■ **REQUEST 1**: Collect every line of the listing that contains the word "eyelash", treating case as significant.

■ **READING TEXT**:

Deogratius Peter Shayo vs Republic (Criminal Appeal No. 509 of 2021) [2024] TZCA 1156 (28 November 2024)
Judgment
IN THE COURT OF APPEAL OF TANZANIA AT MOSHI fCORAM: SEHEL 3.A.. FIKIRINI. J.A, And MLACHA, J.A^ CRIMINAL APPEAL NO. 509 OF 2021 DEOGRATIUS PETER SHAYO ..................................................... APPELLANT VERSUS THE REPUBLIC...................................................................... RESPONDENT (Appeal from the Judgment of the High Court of Tanzania Moshi, at Moshi) fMwenemoazi. 3) Dated 6th day of September, 2021 in DC. Criminal Appeal No. 30 of 2021 JUDGMENT OF THE COURT 26th & 28th November, 2024 FIKIRINI, J.A.; In the District Court of Siha, at Siha, the appellant, Deogratius Peter Shayo, was charged with one count of rape contrary to sections 130 (1) (2) (b) and 131 (1) of the Penal Code Cap. 16 Revised Laws. The alleged rape was committed to RAM a woman of 18 years old without her consent. The appellant pleaded guilty to the charge. He was convicted and sentenced to 30 years imprisonment. Despite pleading guilty to the charge, in hindsight, the appellant seemed not to have been satisfied with the conviction and sentence meted to him. He preferred an appeal to the High Court after his
application for an extension of time was granted on 9th March, 2021. His memorandum of appeal contained four (4) grounds, all of which mainly focused on his plea of guilty, which led to his conviction and sentence. The High Court dismissed his appeal on 6th September, 2021. Discontent with the High Court decision and unstoppable the appellant approached this Court with six (6) grievances in his initial memorandum of appeal lodged on 21s t April, 2022 followed by a supplementary memorandum of appeal containing three (3) grounds lodged on 28th November, 2022. On 19th November, 2024, the appellant filed his written submissions in support of his grounds of appeal. The following are the paraphrased grounds: one, that the appellant was not heard before the High Court when the appeal was called on for hearing on 6th September, 2021, two, the appellant was denied his deserved chance of addressing the court first or rather asked if he would wish the respondent to go first and he will rejoin if need arise, three, that the first appellate court failed to explain to the appellant if the plea was unequivocal and that he understood the charge read to him and he had no defence, four, that the first appellate court failed to note that the accused who pleaded guilty should not be convicted on their own plea of guilty on capital charges, five, that both courts failed to observe that
the charge should be read and explained to the accused person and should be asked if he understood the elements of the charge and whether he pleaded to every ingredient of the charge unequivocally, and six, that the plea "it is true" admitted by the accused person did not amount to plea of guilty of all the ingredients of the charge. In the supplementary memorandum of appeal, the grievances were: one, that the trial court's entertaining the plea of guilty on admitted facts, while the plea was imperfect, ambiguous, or unfinished; two, the appellant's plea of guilty was as a result of misapprehension and three, that based on the admitted facts the appellant could not in law have been convicted of the offence charged. During the hearing, the appellant appeared in person unrepresented. On the respondent/Republic's part, Ms. Janeth Sekule, learned Senior State Attorney, appeared assisted by Ms. Tusaje Samwel, learned State Attorney. When allowed to address the Court expounding on his grounds of appeal and his written submissions, the appellant preferred the respondent/Republic to go first, and he would rejoin if the need arose. Ms. Samwel addressed us on behalf of the respondent. She informed the Court that they did not support the appeal but supported
the conviction and sentence meted out. She went on to submit that all the grounds of appeal in the initial memorandum of appeal, supplementary memorandum of appeal and written submissions were in regard to the "plea of guilty", which led to the appellant's conviction and sentence. However, pursuant to section 360 (1) of the Criminal Procedure Act, Cap. 20 Revised Laws, (the CPA) no appeal can be generated from an unequivocal plea of guilty unless the Court is satisfied that the plea of guilty entered was improper. Likewise, the Court can interfere where the sentence is problematic. The learned State Attorney contended that the appellant admitted to have pleaded guilty but controverted the plea as incorrect as he did not name the victim. This was, however, not what the record of appeal on page 5 reflects. From the record, the appellant was brought before the court on 14th November, 2019. The charge was read over to him, and he pleaded guilty. The trial court entered a "plea of guilty." Facts illustrating how and when the offence was committed were read out that the appellant, without the victim's consent, forcefully undressed her and unlawfully had sexual intercourse with her. When asked if the facts read to him were correct, as shown on page 5 of the record, the appellant narrated what he did and that he raped the victim.

■ **GIVEN RECORDS**:
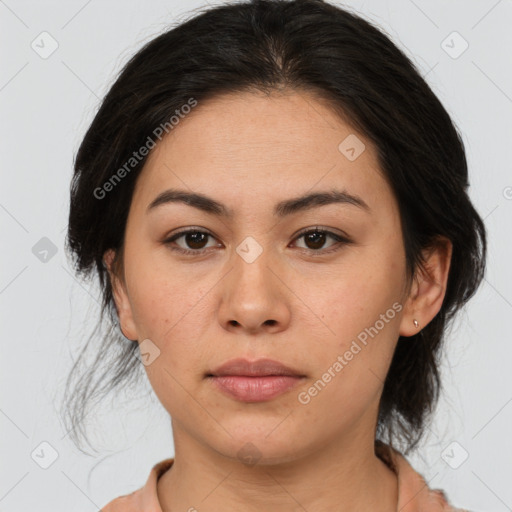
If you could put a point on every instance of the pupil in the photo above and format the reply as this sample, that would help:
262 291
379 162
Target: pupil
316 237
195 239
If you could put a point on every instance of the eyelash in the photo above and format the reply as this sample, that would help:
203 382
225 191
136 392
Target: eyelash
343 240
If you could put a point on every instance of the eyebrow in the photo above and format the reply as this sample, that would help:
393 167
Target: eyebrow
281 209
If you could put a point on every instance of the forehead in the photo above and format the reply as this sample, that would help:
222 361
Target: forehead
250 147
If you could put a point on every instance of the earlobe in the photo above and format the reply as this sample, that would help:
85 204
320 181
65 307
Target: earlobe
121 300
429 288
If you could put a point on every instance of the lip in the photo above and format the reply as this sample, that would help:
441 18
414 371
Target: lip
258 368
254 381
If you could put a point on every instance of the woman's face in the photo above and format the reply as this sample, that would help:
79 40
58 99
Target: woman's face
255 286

* * *

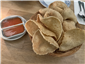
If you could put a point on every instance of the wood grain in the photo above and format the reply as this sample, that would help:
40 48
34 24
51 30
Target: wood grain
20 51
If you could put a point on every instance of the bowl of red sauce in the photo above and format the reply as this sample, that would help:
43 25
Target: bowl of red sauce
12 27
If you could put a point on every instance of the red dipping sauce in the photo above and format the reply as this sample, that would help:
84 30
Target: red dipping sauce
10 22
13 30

■ **REQUEST 2**:
Answer these questions from the appeal judgment:
(a) On what date was the appellant's application for an extension of time granted?
(b) How many grounds did the supplementary memorandum of appeal contain?
(c) On what date was the appellant brought before the trial court?

■ **TASK SOLUTION 1**:
If you could put a point on every instance of the eyelash in the photo above and format the reply as this sample, that would help:
Target: eyelash

■ **TASK SOLUTION 2**:
(a) 9th March, 2021
(b) Three (3)
(c) 14th November, 2019